__Provided material__
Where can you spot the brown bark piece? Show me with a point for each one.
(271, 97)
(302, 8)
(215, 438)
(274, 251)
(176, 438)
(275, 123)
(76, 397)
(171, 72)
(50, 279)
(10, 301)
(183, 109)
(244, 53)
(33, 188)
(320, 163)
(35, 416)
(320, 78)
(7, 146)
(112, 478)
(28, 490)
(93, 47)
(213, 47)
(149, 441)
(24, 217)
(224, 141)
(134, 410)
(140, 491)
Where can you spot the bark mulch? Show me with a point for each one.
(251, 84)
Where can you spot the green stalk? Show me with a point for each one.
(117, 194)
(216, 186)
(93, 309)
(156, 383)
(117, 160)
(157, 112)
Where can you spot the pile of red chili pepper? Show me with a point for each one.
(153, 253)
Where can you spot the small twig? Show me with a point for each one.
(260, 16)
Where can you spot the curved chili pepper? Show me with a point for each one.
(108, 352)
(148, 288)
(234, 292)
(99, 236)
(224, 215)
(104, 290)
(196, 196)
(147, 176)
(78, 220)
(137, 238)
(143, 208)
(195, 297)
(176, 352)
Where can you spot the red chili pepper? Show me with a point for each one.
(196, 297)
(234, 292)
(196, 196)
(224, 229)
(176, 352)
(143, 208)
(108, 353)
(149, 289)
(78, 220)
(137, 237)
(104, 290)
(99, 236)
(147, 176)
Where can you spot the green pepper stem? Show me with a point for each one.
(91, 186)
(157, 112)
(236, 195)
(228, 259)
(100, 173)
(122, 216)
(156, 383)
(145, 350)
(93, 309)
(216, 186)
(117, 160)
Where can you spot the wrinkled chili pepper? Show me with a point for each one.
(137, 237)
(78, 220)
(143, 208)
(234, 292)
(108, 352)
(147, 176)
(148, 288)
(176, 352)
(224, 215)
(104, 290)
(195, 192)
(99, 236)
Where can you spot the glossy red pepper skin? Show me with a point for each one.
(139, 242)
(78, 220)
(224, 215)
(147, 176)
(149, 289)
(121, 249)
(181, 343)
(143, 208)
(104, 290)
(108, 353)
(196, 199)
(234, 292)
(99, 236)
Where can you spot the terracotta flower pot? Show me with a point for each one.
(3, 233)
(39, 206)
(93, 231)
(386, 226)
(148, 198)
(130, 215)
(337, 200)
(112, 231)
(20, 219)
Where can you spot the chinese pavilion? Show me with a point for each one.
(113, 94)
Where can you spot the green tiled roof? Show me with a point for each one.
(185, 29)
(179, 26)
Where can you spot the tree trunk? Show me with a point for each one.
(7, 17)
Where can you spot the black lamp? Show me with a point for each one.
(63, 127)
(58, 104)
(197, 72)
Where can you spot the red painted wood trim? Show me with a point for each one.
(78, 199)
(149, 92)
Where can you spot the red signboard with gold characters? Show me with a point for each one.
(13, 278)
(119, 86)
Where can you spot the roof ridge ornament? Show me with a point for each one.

__Set exercise__
Quote every row above word for word, including all the coordinate points.

__Exercise output__
Where can you spot the brown bark piece? Show me with a point for each one.
(271, 97)
(302, 8)
(215, 438)
(274, 251)
(176, 438)
(275, 123)
(76, 397)
(171, 72)
(50, 279)
(10, 301)
(183, 109)
(244, 53)
(33, 188)
(320, 163)
(35, 416)
(320, 78)
(7, 146)
(112, 478)
(28, 490)
(93, 47)
(213, 47)
(149, 441)
(24, 217)
(224, 141)
(134, 410)
(140, 491)
Where can you spot the bark mulch? Show me with a point for each one.
(251, 84)
Where can you spot the green stalk? Show me with a point for each one.
(117, 194)
(216, 186)
(93, 309)
(156, 383)
(117, 160)
(157, 112)
Where can you spot the pile of red chili pepper? Show me with a point for each one.
(153, 253)
Where can you spot the small twig? Show me with a point for each one.
(260, 16)
Where can you spot the curved chili pepper? Show me with a point for each one.
(108, 352)
(148, 288)
(234, 292)
(99, 236)
(224, 215)
(104, 290)
(196, 196)
(147, 176)
(78, 220)
(137, 238)
(143, 208)
(195, 297)
(176, 352)
Where can you spot the red chili pepper? Show me with a point for each one.
(196, 297)
(234, 292)
(196, 196)
(224, 229)
(176, 352)
(143, 208)
(108, 353)
(149, 289)
(78, 220)
(137, 237)
(104, 290)
(99, 236)
(147, 176)
Where can you spot the green pepper stem? Show me with a point for each one.
(91, 186)
(157, 112)
(236, 195)
(228, 259)
(100, 173)
(122, 216)
(156, 383)
(145, 350)
(93, 309)
(216, 186)
(117, 160)
Where can you spot the wrinkled chili pepper? Show me with a point for each one.
(137, 237)
(78, 220)
(143, 208)
(234, 292)
(108, 352)
(147, 176)
(148, 288)
(176, 352)
(224, 215)
(104, 290)
(195, 192)
(99, 236)
Where can you spot the glossy red pepper skin? Show me with a point for each one.
(139, 242)
(78, 220)
(224, 215)
(147, 176)
(149, 289)
(121, 249)
(181, 343)
(143, 208)
(104, 290)
(108, 353)
(196, 199)
(234, 292)
(99, 236)
Where can you spot the terracotta flower pot? Show me with a point for each one.
(3, 233)
(39, 206)
(93, 231)
(386, 226)
(148, 198)
(130, 215)
(337, 200)
(112, 231)
(20, 219)
Where can you spot the chinese pavilion? Show me with a point for each one.
(113, 94)
Where can you spot the green tiled roof? Show me with a point for each one.
(185, 29)
(179, 26)
Where can you spot the tree trunk? Show me with a point for each one.
(7, 17)
Where can you spot the black lamp? Show me with a point for each one.
(63, 127)
(58, 104)
(197, 72)
Where can you spot the red painted wood trim? Show me with a point for each one.
(78, 199)
(149, 92)
Where can you spot the red signboard with gold characters? Show me with a point for each one.
(13, 278)
(119, 86)
Where can you spot the roof ridge ornament? Show me with a point for each one.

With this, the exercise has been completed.